*** Provided entries

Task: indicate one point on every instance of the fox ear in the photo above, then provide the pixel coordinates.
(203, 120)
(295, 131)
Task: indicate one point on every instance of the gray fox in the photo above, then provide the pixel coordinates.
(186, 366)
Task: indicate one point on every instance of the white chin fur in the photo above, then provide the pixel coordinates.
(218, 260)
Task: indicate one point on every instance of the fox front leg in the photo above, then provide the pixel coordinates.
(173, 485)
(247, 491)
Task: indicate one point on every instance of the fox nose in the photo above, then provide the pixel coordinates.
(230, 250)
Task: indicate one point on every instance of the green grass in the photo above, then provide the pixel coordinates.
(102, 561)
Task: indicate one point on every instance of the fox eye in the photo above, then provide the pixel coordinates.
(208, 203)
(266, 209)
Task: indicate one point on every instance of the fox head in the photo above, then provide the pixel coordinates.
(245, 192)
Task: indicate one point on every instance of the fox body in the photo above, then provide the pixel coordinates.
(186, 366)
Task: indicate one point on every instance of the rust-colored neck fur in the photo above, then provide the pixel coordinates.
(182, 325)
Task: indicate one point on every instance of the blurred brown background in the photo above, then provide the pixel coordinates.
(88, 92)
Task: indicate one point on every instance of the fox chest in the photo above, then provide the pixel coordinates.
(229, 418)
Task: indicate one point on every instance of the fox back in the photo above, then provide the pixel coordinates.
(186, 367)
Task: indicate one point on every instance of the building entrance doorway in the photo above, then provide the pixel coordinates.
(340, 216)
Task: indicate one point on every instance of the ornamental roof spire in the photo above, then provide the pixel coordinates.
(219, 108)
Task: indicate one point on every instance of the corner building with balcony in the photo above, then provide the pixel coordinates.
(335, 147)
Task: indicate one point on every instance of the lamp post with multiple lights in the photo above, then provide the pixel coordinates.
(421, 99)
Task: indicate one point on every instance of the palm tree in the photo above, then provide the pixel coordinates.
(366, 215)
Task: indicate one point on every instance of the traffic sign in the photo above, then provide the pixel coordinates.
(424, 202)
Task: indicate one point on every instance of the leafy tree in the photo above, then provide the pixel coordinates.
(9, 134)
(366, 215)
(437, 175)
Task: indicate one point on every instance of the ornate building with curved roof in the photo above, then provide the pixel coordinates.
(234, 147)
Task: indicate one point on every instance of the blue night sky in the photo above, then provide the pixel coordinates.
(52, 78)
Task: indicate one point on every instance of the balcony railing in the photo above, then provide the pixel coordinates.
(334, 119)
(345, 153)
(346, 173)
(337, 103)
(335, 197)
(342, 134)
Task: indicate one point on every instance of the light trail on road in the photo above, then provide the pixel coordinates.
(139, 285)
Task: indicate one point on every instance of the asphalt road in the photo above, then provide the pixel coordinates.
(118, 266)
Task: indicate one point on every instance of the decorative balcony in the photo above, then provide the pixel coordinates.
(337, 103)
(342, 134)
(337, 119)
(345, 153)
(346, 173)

******

▶ **Exercise**: Could you put the stretch from the line containing "Task: indicate one point on every instance of the decorative" through the end of the entries into a Markdown table with the columns Row and Line, leaving out any blank lines?

▶ **The result**:
| Row | Line |
|---|---|
| 1 | Task: indicate one point on every instance of the decorative balcony in the photo above, then provide the pixel coordinates. |
| 2 | (337, 103) |
| 3 | (342, 134) |
| 4 | (337, 119) |
| 5 | (345, 153) |
| 6 | (346, 173) |